Work instructions.
Please reproduce the listing between the lines holding "Localize every white cake" and "[102,21,1000,271]", inclusive, substituting "charcoal gray" for "dark gray" and changing nothing else. Leave out the pictures.

## Begin Information shown

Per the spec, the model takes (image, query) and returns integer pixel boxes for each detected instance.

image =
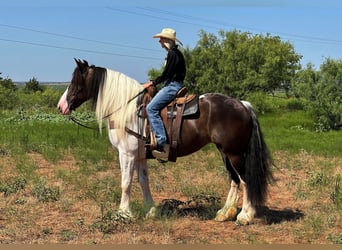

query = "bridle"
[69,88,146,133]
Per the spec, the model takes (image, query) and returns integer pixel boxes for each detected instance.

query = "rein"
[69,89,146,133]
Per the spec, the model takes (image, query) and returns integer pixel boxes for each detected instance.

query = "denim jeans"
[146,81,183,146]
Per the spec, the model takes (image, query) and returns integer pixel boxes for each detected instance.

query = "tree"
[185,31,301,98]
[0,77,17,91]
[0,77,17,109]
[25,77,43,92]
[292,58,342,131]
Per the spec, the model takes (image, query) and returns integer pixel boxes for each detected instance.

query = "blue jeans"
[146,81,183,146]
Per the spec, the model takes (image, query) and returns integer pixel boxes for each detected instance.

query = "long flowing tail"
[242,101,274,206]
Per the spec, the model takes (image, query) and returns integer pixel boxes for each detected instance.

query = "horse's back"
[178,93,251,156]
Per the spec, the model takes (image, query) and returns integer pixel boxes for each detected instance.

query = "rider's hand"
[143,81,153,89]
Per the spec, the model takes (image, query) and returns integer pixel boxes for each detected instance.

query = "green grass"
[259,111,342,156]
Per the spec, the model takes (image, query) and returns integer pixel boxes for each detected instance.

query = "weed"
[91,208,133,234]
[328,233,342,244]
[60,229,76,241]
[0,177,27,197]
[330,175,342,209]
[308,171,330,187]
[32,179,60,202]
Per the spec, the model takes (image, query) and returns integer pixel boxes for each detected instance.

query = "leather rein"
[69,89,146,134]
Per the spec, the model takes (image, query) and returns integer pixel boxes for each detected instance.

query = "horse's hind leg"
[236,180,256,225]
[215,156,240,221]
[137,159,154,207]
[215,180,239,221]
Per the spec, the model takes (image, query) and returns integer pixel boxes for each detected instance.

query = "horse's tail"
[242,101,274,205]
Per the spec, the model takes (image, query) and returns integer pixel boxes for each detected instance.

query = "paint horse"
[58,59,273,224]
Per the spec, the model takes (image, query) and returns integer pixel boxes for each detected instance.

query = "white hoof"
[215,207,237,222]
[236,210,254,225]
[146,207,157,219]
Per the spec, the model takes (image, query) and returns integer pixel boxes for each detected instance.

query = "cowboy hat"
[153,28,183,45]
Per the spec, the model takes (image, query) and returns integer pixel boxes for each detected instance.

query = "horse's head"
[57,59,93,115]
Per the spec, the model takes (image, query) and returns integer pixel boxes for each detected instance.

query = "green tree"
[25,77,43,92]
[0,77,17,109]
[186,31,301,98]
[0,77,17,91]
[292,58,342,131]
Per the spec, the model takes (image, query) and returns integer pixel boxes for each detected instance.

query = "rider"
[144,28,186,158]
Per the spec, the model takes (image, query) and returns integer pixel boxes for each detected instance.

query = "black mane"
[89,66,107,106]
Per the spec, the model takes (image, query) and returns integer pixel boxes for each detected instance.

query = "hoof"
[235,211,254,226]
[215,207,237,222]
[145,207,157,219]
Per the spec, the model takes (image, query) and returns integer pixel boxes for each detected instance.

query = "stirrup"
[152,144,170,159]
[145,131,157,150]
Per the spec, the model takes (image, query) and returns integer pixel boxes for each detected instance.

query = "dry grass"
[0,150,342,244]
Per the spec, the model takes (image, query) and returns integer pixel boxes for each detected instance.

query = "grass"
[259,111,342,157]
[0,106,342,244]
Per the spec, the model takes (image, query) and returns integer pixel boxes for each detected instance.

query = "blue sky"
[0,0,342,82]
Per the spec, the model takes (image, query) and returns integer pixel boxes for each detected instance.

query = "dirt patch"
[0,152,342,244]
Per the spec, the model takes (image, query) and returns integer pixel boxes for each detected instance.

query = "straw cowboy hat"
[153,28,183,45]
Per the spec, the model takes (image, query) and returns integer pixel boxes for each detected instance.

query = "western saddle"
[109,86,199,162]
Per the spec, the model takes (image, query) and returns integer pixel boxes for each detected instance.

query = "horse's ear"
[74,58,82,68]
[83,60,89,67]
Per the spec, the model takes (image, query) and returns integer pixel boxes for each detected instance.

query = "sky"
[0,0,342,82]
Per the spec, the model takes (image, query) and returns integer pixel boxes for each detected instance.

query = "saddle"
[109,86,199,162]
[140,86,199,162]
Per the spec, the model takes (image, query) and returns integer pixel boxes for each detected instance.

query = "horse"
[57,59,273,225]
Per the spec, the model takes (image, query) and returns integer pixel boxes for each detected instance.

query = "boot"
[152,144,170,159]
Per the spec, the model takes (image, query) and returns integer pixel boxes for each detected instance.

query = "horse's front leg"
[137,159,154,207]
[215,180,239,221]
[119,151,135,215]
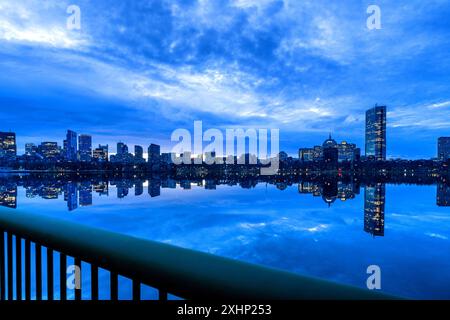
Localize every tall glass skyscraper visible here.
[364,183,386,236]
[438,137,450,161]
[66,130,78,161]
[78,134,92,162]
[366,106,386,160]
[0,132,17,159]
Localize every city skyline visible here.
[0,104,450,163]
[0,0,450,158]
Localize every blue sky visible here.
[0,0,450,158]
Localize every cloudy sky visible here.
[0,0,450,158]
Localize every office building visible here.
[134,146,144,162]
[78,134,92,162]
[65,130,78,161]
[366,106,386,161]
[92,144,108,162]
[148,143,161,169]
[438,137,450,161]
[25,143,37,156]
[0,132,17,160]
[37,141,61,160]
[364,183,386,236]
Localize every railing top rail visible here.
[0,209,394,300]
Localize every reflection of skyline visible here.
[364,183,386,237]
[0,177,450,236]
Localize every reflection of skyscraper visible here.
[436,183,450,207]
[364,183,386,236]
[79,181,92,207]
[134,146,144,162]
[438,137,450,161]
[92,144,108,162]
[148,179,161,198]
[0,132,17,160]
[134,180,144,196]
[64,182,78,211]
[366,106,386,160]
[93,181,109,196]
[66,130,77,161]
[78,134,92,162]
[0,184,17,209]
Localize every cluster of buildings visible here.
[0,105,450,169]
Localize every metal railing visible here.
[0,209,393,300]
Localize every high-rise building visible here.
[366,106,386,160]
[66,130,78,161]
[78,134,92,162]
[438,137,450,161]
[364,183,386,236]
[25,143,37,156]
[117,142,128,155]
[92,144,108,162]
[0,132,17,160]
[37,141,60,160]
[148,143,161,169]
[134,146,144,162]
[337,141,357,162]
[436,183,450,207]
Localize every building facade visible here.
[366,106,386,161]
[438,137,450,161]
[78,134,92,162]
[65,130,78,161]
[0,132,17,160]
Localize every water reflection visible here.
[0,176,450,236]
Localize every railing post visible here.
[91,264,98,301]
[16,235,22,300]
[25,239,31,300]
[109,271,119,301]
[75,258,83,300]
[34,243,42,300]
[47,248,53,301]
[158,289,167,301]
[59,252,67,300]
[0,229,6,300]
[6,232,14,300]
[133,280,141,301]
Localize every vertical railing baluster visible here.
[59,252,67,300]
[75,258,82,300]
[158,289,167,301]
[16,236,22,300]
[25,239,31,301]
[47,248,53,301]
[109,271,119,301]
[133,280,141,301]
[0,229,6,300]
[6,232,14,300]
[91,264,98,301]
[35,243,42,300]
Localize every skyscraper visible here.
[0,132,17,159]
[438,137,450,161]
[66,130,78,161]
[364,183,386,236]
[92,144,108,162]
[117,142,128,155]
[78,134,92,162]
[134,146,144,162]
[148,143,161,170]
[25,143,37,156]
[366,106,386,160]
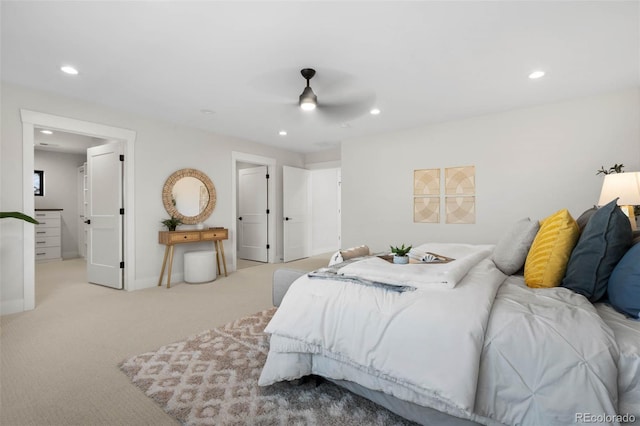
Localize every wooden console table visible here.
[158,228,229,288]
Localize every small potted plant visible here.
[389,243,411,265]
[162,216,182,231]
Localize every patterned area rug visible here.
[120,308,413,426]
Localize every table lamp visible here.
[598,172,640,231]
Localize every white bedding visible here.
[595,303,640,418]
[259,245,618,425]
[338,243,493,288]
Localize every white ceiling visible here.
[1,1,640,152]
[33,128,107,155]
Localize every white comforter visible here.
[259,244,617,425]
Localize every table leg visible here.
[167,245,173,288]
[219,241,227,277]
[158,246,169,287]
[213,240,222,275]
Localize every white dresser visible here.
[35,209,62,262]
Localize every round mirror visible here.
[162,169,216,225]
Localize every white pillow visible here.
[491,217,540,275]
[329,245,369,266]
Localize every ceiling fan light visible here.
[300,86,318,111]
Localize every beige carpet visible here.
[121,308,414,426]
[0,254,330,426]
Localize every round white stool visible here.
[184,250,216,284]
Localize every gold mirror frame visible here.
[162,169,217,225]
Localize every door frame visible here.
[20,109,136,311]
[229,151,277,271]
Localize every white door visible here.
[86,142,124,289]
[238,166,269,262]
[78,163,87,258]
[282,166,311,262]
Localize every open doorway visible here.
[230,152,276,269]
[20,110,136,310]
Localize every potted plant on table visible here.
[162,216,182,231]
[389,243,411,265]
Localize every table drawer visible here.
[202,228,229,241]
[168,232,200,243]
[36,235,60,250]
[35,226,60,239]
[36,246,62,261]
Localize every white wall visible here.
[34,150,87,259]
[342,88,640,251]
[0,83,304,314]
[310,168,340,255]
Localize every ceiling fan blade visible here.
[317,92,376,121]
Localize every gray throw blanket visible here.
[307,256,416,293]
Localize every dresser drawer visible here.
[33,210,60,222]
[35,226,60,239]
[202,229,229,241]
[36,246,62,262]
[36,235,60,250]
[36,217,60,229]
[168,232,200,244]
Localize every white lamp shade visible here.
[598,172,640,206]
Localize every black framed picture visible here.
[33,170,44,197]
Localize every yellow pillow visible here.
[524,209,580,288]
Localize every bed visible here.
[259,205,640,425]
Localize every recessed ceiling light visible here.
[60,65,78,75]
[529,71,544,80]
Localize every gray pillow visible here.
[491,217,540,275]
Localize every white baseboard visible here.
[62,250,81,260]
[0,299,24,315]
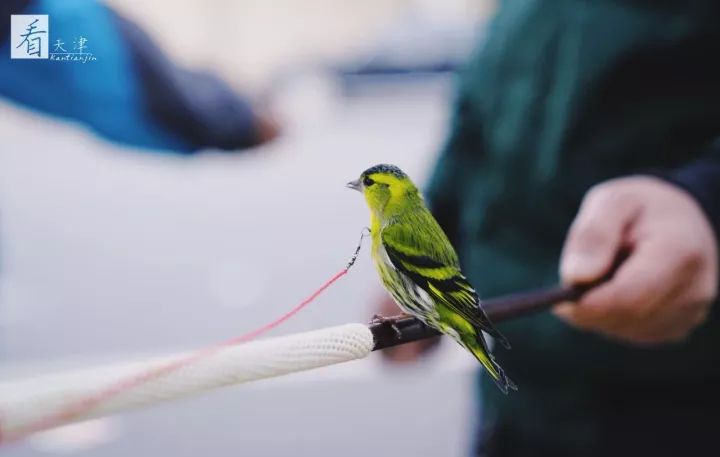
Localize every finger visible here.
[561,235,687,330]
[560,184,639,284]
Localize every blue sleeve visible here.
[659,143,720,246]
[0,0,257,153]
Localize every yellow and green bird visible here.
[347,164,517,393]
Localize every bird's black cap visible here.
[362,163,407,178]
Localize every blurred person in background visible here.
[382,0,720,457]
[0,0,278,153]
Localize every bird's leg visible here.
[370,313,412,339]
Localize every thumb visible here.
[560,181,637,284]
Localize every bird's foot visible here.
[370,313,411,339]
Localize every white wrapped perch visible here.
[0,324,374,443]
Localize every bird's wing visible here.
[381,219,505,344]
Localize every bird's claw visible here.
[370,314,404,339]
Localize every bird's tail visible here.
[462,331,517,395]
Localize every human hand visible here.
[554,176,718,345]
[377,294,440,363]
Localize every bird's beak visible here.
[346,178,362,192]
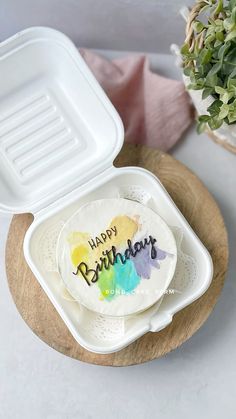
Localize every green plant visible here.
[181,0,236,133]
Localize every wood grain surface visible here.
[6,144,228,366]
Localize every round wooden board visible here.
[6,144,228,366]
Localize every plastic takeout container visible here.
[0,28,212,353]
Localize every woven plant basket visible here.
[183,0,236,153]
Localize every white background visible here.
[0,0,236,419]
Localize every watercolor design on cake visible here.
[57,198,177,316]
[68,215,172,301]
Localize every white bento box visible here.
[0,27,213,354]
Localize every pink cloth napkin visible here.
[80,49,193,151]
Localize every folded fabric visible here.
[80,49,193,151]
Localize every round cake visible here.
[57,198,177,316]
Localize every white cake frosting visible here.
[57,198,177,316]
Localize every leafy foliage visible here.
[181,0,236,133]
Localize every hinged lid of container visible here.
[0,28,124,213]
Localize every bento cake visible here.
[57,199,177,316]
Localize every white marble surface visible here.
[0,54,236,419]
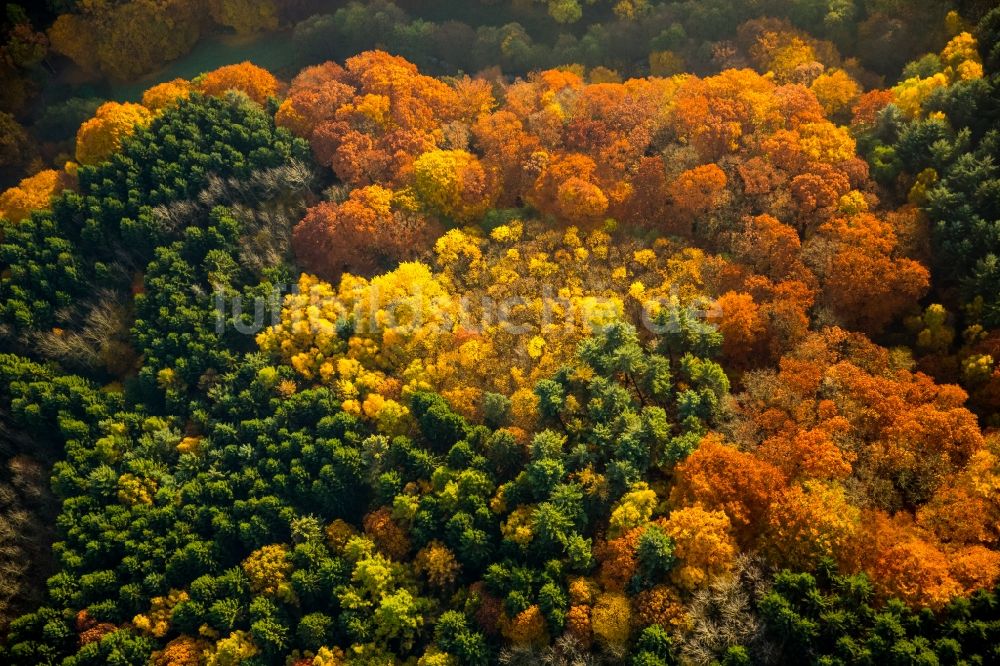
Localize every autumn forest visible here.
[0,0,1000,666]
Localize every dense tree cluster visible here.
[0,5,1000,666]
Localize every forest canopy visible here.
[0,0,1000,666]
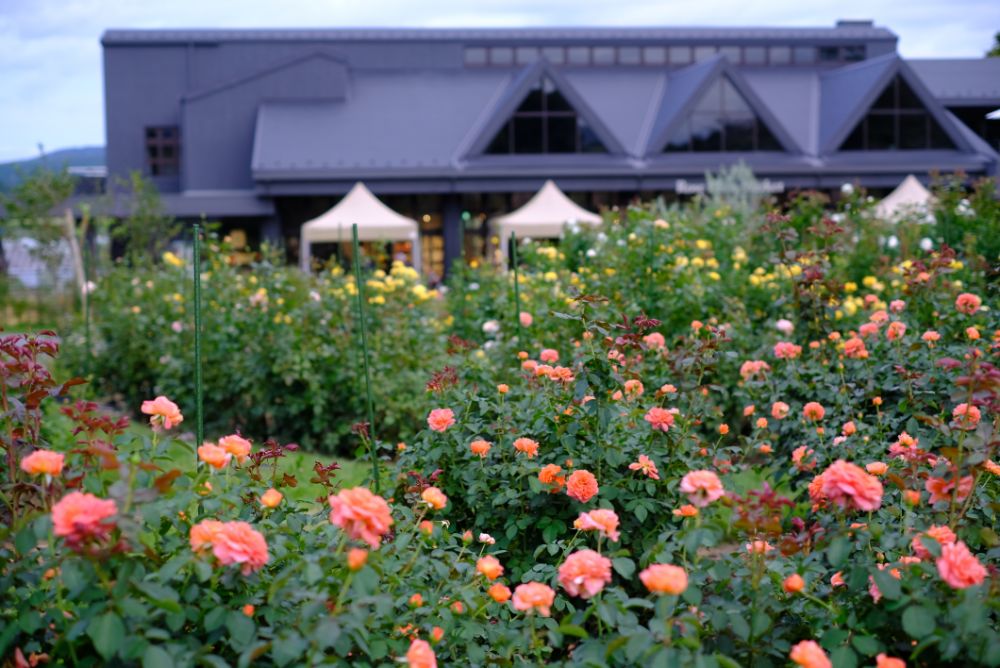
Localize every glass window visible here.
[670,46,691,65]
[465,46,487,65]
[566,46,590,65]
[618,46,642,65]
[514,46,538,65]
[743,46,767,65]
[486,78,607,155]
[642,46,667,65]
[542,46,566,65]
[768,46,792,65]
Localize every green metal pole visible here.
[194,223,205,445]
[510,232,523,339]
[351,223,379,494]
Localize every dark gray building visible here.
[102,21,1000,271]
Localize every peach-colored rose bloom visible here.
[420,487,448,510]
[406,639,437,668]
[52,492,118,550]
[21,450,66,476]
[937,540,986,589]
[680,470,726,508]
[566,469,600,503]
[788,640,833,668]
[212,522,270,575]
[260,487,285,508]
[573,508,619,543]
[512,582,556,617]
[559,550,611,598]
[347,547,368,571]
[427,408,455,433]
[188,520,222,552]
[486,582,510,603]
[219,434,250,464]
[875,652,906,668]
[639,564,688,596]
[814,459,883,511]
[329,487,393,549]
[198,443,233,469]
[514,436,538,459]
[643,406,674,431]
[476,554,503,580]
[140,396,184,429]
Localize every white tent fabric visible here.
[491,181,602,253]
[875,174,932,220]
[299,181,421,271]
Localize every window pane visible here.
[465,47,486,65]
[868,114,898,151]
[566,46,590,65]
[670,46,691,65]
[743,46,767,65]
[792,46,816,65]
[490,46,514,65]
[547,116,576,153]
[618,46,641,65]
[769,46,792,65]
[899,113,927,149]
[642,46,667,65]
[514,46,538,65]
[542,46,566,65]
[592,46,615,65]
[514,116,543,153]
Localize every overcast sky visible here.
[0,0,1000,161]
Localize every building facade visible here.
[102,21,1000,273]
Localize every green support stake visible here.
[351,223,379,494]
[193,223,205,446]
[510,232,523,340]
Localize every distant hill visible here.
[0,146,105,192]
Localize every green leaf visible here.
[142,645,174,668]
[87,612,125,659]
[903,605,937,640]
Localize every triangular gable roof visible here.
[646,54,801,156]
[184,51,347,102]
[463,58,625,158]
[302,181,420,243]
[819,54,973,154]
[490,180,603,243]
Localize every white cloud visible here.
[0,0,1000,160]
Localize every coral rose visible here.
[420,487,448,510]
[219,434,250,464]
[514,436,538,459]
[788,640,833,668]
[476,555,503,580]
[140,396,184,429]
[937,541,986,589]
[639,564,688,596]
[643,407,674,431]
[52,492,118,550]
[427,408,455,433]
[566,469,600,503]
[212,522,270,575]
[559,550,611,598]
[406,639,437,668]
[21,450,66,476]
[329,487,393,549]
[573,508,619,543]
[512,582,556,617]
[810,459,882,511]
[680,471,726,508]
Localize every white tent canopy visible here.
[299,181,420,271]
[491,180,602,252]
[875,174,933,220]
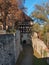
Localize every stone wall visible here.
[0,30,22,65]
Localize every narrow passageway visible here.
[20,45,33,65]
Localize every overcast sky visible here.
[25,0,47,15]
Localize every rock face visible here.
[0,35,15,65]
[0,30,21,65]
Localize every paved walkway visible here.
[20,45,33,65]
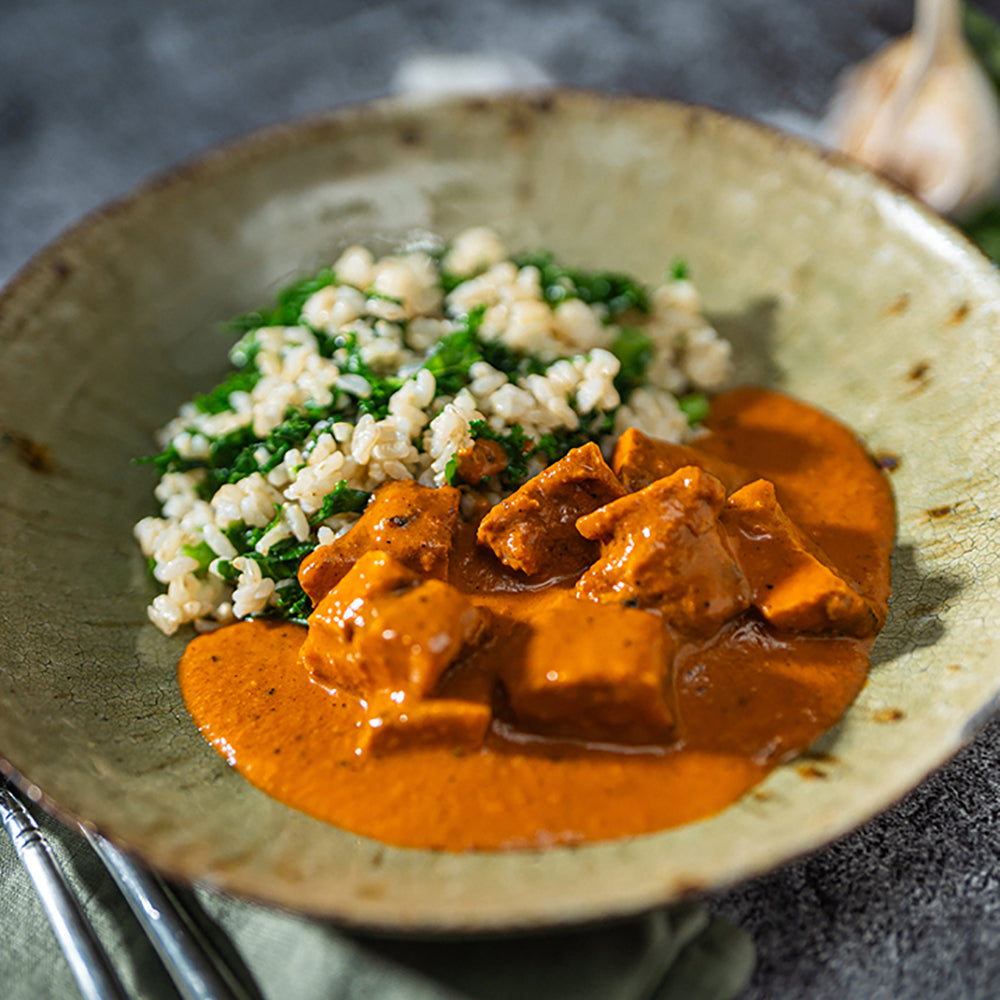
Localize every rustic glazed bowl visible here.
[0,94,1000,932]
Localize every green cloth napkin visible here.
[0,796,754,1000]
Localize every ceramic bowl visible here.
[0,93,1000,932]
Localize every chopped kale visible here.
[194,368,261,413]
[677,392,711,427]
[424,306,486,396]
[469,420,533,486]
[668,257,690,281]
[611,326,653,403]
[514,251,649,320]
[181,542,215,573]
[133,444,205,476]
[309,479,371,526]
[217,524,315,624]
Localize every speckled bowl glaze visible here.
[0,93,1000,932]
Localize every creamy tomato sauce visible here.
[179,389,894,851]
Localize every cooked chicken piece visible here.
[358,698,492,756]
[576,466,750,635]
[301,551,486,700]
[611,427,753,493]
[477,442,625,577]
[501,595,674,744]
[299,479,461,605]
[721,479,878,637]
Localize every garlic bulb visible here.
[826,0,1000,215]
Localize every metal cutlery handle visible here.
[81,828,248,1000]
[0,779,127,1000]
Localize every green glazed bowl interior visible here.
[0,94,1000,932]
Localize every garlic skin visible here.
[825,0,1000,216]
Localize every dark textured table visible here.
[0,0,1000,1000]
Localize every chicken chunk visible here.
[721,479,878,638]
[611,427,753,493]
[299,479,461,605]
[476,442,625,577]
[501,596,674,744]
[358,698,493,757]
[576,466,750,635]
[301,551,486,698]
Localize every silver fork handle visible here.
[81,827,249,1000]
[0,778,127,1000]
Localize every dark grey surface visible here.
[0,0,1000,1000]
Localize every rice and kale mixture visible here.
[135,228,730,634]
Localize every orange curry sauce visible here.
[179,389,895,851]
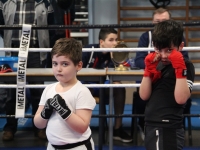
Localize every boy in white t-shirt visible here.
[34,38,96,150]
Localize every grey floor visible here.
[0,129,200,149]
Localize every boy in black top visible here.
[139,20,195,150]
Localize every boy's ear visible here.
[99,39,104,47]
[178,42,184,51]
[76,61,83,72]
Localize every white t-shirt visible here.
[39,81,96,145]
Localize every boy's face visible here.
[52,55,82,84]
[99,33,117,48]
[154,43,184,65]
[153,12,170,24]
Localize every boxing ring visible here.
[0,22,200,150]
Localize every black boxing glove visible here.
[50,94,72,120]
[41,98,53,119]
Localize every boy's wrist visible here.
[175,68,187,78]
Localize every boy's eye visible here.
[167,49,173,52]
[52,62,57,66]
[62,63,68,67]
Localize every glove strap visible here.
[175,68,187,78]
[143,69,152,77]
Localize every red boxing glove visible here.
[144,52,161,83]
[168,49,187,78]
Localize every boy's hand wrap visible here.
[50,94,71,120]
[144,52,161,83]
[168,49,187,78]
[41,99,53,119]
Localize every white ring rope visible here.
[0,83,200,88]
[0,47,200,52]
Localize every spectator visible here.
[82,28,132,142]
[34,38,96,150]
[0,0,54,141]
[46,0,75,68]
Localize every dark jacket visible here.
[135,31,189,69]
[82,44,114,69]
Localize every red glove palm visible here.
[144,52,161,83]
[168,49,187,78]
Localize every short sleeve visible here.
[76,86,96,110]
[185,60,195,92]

## End Information shown

Result of this task.
Localize every white cake frosting visible here.
[57,198,177,316]
Localize every leafy foliage visible here.
[181,0,236,133]
Localize every hinged lid of container visible here.
[0,28,124,213]
Localize every bento cake visible here.
[57,199,177,316]
Localize every white marble surface visible here.
[0,54,236,419]
Localize every autumn forest visible here.
[0,0,1000,666]
Localize every dense tree cluster visible here.
[0,5,1000,666]
Localize every forest canopy visible here.
[0,0,1000,666]
Localize every glass window visible here.
[670,46,691,65]
[465,46,487,65]
[566,46,590,65]
[618,46,642,65]
[514,46,538,65]
[743,46,767,65]
[486,78,607,155]
[642,46,667,65]
[542,46,566,65]
[768,46,792,65]
Localize every green metal pole visible here.
[194,223,205,445]
[510,232,523,339]
[351,223,379,494]
Localize every charcoal gray building visible here.
[102,21,1000,271]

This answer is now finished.